Verilen görev A:
Aşağıdaki "Önce Amerika" metnine göre şu ifadeler doğru mu; her biri için evet ya da hayır deyip metindeki belirleyici sözleri aynen alıntılar mısın? (i) Trump, Obama'nın sosyal haklar ve sağlık yasasını iptal etti. (ii) Trump, ülkenin en büyük yirmi şirketinin yönetici ve sahiplerini bir araya topladı. (iii) İspanyolca konuşan ABD vatandaşlarının sayısı 22 milyondur.
Verilen görev B:
Aşağıdaki girdilerde "brick" dizgesini içeren her satırı döndürür müsün?

"Önce Amerika"

ABD'nin yeni başkanı Trump, seçim sürecin de verdiği sözlerin bir kısmını yerine getirmeye başladı. ABD, dünya da en fazla küreselleşmiş ve en güçlü ülke olması nedeniyle, ülke içi ve dışıyla ilgili aldığı kararlar dünyayı etkilemekte ve uluslararası kamuoyunun dikkatini çekmektedir.

Trump seçim esnasın da ve sonrasın da fikriyatını özetlediği ve sloganlaştırdığı "ÖNCE AMERİKA" düsturuna uygun olarak içte, Obama'nın en büyük kozlarından ve politikalarından biri olan en çok yapmakla övündüğü sosyal haklar ve sağlık yasasını iptal etti. Bununla beraber, ülkenin en büyük on iki şirketinin en üst düzey yönetici ve sahiplerini toplayarak, vergi oranlarını ve şirketlerin kuruluş prosedürlerini yüzde 75, hatta daha fazla düşüreceğini vaat etmiştir.

Sırada muhtemelen, göçmenler ve Amerikan vatandaşlığına geçiş ile ilgili düzenlemeler olacaktır. Zira seçim sürecin de bu konu üzerinde çok sayıda polemik yapmıştır. Özellikle de ABD-Meksika sınırın da duvar öreceğini ve geçişleri önleyeceği sözünü vermiştir. Meksika devlet başkanı, Enrique Pena Nieto, iki ülke arasın da, duvar değil köprü gerekir ve iki ülke sınırlarının ayırmacı değil birleştirici olması gerekir tarzın da ki felsefi yaklaşımına, Trump'ın görmeyen ve duymayan tavır sergilediğini ve bu konuda kararlı olduğunu görmekteyiz.

***

Ayrıca, çok tartışılan bir davranışa daha imza atmıştır. Beyaz Saray, İspanyolcayı devlet sitesinden kaldırmıştır. 35 milyon ABD vatandaşının ana dilini devlet sitesinden kaldırması hem İspanyolca konuşan kendi vatandaşları arasın da, hem de İspanya hükümeti ve vatandaşları tarafından tepkiyle karşılanmıştır. İspanya hükümeti, bu konunun ABD'nin iç işi olmakla birlikte kültürel açıdan ve İspanyolca konuşan 35 milyon ABD vatandaşı açısından üzücü ve pratik olmayacağını, dünya da İspanyolca konuşan 22 ülkeyi de ilgilendirdiğini belirtmiştir.

Çıkarılan veriler:
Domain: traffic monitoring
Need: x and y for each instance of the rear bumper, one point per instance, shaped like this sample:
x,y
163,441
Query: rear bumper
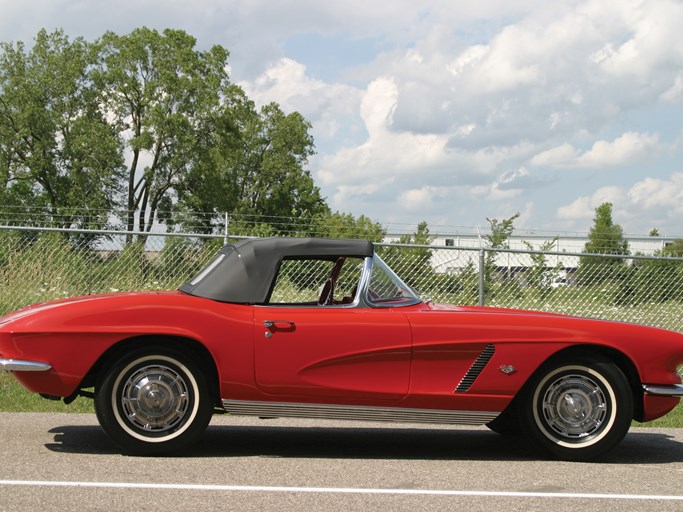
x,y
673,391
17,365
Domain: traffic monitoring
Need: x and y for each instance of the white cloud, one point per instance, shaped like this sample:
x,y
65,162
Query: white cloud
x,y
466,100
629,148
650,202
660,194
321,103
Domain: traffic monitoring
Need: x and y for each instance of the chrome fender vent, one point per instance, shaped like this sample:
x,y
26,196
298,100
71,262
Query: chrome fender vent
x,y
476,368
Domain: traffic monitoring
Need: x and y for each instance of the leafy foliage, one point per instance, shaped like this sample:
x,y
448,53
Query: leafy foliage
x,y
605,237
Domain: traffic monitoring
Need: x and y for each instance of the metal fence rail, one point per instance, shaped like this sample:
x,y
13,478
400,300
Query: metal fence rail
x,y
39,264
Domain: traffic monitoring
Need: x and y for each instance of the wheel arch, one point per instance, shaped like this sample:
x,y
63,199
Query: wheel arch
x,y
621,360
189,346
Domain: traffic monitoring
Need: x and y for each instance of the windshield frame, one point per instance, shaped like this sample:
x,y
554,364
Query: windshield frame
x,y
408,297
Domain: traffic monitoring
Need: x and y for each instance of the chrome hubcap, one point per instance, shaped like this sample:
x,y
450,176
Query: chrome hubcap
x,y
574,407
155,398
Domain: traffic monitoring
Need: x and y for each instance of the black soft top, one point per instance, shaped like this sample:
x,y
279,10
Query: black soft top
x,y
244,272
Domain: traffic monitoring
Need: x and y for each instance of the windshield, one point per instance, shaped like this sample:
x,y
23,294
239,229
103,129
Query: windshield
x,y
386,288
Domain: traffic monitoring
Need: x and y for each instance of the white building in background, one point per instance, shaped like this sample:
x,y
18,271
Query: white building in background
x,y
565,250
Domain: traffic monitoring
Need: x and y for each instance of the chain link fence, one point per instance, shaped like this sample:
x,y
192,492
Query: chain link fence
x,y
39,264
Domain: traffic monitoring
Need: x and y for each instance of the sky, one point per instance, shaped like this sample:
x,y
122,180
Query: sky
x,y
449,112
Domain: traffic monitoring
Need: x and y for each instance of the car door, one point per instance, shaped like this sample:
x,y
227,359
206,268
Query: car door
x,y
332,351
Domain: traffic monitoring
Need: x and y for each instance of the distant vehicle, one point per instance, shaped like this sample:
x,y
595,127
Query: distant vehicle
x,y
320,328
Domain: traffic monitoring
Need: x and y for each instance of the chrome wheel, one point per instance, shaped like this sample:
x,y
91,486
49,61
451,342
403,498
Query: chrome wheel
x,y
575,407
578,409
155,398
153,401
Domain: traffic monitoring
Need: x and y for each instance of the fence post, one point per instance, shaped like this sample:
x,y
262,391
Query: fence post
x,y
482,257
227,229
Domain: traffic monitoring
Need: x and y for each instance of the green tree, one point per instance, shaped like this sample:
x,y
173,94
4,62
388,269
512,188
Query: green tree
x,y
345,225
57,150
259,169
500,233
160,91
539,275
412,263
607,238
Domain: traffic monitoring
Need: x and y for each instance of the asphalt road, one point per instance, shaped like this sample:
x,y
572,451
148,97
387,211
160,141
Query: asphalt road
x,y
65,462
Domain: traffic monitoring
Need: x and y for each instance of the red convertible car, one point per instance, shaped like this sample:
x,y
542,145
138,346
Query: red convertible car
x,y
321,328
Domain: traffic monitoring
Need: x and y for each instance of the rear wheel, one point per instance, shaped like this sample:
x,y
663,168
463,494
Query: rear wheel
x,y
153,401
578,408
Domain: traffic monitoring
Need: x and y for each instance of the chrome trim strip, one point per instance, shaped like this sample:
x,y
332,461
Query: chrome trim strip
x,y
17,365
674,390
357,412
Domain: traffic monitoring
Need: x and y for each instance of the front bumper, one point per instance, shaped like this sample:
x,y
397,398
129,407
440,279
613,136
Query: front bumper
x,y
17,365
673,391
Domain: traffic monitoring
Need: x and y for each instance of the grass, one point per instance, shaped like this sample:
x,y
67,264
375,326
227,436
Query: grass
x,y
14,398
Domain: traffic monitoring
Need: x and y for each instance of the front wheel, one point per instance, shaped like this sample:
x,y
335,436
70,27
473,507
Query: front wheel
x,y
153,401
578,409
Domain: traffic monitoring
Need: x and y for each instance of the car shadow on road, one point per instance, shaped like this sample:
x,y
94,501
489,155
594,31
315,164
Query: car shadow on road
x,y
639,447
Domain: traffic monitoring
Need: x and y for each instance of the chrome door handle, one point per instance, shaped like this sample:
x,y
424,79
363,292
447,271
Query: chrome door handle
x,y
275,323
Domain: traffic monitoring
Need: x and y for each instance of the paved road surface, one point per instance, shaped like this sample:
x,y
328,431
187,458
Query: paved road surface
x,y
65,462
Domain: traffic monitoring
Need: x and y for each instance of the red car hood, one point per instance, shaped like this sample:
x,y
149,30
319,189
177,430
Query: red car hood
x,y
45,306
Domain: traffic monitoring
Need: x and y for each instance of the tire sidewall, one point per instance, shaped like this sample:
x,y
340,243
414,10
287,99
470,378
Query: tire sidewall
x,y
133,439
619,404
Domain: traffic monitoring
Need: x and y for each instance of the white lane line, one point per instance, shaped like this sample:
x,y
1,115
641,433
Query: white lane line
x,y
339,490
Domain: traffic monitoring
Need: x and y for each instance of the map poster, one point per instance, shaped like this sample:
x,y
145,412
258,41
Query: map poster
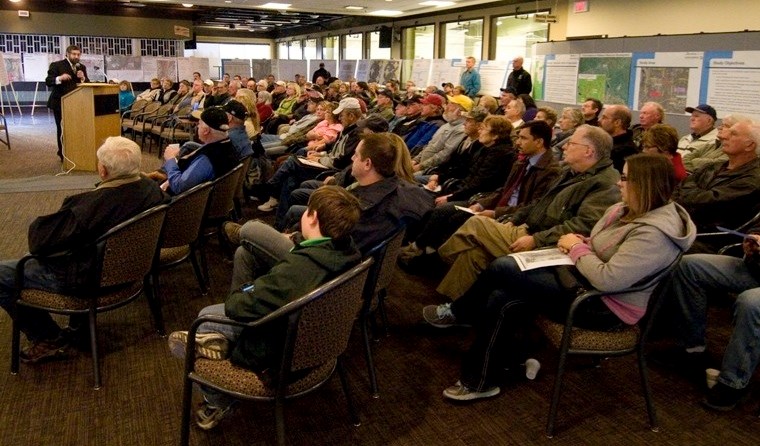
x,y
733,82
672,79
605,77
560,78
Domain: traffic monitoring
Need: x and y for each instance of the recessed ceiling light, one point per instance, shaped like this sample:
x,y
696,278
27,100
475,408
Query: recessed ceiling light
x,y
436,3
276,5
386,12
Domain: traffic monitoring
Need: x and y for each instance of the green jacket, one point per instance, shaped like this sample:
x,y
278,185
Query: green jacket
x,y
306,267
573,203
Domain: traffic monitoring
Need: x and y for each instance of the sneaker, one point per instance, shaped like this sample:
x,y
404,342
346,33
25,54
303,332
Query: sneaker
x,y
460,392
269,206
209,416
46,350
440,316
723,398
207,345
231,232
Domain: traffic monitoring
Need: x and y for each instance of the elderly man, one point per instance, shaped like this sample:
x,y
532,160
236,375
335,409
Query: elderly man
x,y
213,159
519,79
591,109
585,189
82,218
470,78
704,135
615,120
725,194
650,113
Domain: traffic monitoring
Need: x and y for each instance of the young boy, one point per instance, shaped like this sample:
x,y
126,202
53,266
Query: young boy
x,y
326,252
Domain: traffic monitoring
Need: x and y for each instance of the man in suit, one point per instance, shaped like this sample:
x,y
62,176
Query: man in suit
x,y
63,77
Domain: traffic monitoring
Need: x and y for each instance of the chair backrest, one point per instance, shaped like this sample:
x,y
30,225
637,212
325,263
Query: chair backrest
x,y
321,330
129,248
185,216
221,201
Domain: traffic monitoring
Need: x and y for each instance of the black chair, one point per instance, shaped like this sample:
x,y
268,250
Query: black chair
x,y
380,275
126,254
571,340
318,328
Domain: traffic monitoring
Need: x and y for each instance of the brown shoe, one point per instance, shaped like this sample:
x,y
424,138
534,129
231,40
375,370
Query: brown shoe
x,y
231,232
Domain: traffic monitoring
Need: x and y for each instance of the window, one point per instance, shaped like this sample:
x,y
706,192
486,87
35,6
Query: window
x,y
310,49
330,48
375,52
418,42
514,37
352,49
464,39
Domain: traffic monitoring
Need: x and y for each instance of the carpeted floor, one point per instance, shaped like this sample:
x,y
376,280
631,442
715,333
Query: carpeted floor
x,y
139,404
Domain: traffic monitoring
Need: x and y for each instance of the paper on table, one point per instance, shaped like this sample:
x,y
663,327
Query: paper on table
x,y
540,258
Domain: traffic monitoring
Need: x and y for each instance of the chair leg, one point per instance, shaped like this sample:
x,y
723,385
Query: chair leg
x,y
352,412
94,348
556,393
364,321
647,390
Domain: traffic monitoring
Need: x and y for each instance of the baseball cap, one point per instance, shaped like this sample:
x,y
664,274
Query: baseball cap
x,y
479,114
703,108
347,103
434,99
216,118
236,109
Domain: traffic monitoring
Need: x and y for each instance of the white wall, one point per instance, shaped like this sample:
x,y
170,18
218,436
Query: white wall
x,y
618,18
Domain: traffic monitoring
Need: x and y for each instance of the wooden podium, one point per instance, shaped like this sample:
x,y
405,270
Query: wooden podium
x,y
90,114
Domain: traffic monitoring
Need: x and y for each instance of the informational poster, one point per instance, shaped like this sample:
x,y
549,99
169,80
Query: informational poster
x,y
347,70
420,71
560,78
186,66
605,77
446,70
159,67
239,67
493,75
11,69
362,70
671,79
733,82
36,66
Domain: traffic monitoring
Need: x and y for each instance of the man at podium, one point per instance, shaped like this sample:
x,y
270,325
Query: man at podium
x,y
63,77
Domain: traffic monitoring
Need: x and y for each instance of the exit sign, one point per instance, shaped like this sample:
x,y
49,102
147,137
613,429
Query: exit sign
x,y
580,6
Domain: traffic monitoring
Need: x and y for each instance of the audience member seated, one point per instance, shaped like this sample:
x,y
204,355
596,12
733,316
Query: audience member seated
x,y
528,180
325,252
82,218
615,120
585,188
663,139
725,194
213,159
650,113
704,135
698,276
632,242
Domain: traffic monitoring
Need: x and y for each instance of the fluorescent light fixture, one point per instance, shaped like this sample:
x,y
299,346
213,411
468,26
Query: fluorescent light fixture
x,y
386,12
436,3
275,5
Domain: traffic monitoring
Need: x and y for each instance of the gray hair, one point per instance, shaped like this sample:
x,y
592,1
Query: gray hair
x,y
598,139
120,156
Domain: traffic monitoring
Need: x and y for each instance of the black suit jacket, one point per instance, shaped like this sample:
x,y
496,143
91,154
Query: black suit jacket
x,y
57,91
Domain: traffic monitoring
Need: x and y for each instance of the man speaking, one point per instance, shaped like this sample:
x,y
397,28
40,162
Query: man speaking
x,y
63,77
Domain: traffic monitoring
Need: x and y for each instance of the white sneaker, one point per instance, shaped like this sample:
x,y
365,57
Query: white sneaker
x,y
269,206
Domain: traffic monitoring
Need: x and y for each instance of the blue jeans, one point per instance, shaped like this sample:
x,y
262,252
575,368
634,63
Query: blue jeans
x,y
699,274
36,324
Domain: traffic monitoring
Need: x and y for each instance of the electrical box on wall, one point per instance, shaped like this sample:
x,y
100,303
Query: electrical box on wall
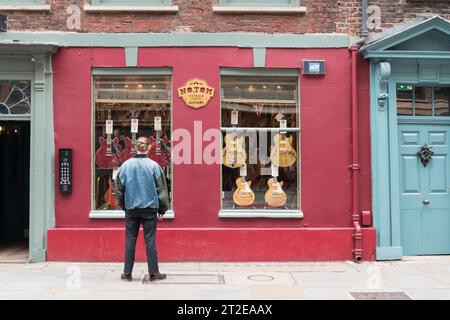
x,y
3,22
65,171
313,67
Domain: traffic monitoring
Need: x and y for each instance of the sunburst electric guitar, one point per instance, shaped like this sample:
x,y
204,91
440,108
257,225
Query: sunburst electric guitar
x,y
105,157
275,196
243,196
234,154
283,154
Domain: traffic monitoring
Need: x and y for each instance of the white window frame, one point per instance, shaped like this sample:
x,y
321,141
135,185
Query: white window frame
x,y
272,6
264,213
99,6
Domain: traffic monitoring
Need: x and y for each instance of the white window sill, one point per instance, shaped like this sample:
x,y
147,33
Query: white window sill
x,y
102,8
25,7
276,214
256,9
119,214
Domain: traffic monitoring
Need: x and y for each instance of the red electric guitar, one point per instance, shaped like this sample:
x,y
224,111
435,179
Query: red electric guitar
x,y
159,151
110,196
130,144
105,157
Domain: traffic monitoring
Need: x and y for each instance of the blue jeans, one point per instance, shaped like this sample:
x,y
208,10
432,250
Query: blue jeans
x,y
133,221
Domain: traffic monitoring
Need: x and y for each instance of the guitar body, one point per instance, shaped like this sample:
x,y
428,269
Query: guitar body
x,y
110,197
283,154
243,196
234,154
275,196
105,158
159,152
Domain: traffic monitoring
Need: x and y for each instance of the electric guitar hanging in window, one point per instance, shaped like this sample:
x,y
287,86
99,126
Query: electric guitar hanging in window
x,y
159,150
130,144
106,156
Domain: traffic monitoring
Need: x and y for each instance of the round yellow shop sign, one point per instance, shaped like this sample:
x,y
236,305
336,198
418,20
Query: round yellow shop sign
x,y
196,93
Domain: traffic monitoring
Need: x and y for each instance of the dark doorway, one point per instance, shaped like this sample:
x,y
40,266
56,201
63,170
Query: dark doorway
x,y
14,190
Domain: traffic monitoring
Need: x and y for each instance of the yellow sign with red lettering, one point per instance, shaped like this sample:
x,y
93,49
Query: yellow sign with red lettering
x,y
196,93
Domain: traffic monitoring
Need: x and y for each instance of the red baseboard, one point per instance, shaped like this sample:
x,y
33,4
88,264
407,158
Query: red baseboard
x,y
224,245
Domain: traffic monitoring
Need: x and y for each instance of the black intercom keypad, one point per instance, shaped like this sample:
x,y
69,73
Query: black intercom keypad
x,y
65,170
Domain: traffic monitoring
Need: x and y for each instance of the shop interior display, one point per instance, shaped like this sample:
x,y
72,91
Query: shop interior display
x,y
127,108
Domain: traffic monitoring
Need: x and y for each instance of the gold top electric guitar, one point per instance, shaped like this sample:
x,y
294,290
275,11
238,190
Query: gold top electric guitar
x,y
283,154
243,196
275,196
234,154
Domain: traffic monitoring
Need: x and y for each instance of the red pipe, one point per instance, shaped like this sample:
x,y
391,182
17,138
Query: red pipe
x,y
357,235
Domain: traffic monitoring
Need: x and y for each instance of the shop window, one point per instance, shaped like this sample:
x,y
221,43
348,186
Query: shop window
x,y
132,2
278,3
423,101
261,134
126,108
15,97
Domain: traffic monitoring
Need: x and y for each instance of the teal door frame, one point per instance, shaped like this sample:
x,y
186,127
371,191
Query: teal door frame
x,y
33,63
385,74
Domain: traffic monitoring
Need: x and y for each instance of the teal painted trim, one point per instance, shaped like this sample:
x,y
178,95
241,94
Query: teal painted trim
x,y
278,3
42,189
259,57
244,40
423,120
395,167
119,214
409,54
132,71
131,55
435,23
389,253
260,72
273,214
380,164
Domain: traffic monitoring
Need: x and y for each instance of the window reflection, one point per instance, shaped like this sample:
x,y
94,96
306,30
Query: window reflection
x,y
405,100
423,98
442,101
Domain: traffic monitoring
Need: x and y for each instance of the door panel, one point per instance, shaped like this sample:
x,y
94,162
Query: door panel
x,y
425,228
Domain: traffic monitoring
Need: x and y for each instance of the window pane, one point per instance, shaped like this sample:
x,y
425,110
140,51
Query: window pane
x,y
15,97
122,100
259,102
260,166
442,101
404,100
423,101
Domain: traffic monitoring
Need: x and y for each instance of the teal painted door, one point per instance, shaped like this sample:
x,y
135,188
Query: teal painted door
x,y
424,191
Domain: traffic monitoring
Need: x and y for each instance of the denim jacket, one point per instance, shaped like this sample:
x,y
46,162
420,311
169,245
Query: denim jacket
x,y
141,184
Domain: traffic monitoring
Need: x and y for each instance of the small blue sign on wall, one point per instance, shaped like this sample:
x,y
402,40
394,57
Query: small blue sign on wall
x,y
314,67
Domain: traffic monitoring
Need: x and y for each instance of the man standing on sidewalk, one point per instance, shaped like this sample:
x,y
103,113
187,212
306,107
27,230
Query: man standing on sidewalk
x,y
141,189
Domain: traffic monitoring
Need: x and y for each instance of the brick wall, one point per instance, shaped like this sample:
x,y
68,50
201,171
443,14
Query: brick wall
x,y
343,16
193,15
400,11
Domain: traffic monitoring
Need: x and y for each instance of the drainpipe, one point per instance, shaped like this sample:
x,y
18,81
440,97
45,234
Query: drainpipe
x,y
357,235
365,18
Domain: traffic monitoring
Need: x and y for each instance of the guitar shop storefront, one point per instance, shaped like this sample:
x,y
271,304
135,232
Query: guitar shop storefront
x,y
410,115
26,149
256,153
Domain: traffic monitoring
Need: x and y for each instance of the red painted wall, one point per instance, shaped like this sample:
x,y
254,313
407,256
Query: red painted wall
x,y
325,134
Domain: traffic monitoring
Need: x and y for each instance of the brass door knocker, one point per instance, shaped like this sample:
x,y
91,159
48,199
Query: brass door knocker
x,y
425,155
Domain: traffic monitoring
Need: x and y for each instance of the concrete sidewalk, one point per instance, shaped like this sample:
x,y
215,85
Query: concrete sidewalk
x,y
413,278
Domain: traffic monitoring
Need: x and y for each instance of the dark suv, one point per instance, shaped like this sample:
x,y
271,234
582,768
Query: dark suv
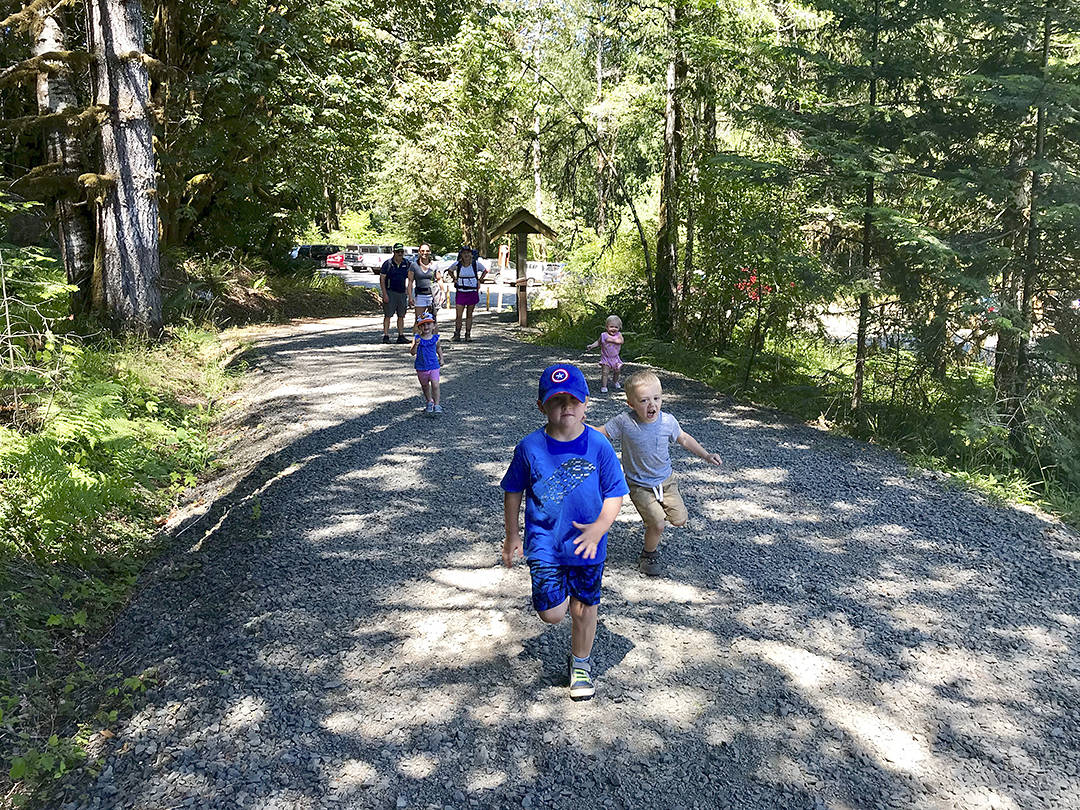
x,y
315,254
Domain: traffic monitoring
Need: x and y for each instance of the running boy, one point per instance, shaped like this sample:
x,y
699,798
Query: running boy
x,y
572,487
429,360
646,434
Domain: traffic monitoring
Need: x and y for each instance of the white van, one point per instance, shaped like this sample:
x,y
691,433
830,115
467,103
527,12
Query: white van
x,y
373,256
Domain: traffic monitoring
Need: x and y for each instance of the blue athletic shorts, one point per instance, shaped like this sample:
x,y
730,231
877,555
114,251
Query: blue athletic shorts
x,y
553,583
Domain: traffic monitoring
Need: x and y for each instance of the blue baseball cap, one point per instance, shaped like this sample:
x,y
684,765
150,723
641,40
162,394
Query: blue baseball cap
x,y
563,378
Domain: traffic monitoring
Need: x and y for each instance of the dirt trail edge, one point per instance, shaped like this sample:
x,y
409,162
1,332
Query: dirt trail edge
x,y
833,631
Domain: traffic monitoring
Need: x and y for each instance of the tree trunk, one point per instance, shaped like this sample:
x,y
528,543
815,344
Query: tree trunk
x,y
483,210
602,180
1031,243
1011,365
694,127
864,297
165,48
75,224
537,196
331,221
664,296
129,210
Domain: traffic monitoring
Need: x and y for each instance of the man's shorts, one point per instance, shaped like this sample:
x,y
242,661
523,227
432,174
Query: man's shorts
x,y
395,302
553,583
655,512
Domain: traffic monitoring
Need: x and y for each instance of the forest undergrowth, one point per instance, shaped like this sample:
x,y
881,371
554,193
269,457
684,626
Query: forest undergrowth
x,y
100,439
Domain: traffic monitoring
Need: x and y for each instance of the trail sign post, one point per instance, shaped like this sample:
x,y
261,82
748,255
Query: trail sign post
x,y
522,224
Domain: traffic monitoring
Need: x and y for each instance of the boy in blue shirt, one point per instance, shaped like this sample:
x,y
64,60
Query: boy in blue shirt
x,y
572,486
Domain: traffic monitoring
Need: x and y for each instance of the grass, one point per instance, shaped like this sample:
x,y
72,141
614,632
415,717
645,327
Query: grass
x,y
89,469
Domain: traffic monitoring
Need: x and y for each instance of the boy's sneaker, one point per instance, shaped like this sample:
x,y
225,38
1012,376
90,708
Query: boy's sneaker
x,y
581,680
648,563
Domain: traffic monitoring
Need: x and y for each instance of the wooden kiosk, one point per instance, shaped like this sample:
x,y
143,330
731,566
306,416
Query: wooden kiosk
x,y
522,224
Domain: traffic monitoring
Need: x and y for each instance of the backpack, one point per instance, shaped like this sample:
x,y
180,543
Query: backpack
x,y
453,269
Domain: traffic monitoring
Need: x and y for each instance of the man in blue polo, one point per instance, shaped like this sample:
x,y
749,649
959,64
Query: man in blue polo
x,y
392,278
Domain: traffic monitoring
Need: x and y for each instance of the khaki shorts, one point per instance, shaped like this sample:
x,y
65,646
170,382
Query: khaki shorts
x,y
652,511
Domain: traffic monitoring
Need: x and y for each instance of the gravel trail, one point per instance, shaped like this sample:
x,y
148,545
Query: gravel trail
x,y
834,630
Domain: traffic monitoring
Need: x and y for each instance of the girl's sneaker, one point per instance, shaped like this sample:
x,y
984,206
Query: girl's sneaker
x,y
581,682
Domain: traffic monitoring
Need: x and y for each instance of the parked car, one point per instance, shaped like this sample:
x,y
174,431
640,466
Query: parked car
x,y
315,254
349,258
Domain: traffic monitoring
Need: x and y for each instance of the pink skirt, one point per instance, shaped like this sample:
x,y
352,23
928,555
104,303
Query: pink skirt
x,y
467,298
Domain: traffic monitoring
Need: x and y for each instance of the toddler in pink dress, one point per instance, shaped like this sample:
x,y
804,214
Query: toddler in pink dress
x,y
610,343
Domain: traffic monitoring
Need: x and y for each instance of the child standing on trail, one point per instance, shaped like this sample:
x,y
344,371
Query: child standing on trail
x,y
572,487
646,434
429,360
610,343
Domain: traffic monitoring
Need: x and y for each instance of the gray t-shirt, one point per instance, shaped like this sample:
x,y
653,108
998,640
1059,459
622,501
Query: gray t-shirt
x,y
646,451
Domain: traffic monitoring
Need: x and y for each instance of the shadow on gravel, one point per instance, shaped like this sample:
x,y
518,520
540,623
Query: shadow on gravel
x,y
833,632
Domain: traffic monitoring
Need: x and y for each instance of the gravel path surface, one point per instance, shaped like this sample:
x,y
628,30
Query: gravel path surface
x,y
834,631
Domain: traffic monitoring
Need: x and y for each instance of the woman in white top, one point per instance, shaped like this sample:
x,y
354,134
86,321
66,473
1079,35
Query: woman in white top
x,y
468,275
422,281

Yazılı çözüm A:
(i) Evet: "sosyal haklar ve sağlık yasasını iptal etti"
(ii) Hayır: "ülkenin en büyük on iki şirketinin en üst düzey yönetici ve sahiplerini toplayarak"
(iii) Hayır: "35 milyon ABD vatandaşının ana dilini devlet sitesinden kaldırması"

Yazılı çözüm B:
Need: x and y for each instance of the brick wall, one point per instance, shaped like this sample:
Query: brick wall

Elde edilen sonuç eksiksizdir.